Task instructions ::
Locate the line that contains "For this drill the class indicates the ornate". Print it and each following line through the end of the listing, verbatim, and nothing more.

═══ Dataset records ═══

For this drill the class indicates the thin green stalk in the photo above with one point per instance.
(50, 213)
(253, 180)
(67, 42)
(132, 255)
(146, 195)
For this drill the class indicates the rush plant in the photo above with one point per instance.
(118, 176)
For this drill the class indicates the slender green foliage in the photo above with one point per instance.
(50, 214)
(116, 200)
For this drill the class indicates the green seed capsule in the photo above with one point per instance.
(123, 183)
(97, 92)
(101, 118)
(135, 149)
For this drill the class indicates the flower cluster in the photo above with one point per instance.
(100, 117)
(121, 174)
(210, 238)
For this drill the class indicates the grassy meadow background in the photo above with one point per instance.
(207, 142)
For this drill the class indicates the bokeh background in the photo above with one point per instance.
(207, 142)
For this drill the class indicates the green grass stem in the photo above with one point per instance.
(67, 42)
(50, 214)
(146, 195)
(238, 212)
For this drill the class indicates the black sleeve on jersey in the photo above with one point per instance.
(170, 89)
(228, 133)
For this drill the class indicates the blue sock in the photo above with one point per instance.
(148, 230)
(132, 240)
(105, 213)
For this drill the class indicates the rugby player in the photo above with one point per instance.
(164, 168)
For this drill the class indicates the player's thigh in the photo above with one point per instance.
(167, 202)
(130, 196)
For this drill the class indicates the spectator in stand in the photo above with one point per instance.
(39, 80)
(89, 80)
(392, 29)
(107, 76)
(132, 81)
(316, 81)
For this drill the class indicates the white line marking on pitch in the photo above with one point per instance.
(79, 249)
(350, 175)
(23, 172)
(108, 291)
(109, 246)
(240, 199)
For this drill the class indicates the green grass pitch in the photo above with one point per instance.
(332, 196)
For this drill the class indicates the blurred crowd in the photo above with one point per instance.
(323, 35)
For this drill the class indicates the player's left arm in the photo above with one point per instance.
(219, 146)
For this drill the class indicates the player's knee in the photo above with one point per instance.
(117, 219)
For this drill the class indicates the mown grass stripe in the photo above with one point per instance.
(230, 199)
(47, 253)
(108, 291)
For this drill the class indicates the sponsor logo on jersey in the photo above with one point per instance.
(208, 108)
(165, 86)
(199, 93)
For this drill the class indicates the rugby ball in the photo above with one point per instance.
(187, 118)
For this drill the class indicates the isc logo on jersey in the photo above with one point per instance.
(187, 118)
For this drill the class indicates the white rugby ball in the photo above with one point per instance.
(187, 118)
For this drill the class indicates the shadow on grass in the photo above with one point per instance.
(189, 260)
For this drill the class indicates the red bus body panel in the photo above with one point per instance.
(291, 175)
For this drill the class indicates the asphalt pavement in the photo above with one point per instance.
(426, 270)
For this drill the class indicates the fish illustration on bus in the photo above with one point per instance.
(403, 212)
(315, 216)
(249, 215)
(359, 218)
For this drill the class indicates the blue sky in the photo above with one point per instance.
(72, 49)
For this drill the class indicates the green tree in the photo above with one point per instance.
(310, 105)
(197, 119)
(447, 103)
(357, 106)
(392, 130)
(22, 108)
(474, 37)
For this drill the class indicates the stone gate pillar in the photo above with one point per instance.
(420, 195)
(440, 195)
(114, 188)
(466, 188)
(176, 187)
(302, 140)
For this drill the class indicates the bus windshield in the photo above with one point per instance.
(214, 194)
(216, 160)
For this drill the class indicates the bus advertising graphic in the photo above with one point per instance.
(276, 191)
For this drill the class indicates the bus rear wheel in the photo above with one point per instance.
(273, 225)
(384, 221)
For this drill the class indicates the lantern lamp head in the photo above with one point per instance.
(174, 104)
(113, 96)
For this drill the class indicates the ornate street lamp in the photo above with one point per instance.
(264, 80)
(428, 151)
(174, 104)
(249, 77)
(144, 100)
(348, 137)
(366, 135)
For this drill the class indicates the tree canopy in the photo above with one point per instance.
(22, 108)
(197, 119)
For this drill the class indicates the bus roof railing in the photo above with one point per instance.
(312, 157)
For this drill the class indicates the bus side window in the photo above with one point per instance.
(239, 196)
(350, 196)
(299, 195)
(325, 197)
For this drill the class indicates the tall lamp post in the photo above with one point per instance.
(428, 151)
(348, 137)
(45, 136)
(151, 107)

═══

Answer below ::
For this drill the class indicates the ornate street lamp in the photo above with one point per instance.
(264, 80)
(428, 151)
(174, 104)
(249, 77)
(144, 100)
(348, 137)
(366, 135)
For this drill the class indicates the tree canopy in the photo above with one point per instance.
(22, 108)
(197, 119)
For this drill the class indicates the bus roof railing in the photo above with one point per instance.
(312, 157)
For this drill the class indicates the bus side window in the photo above with one point per instance.
(239, 196)
(350, 196)
(299, 195)
(325, 197)
For this drill the class indicates the tall lamp post in the photo above with one point per instance.
(428, 151)
(348, 137)
(45, 136)
(151, 107)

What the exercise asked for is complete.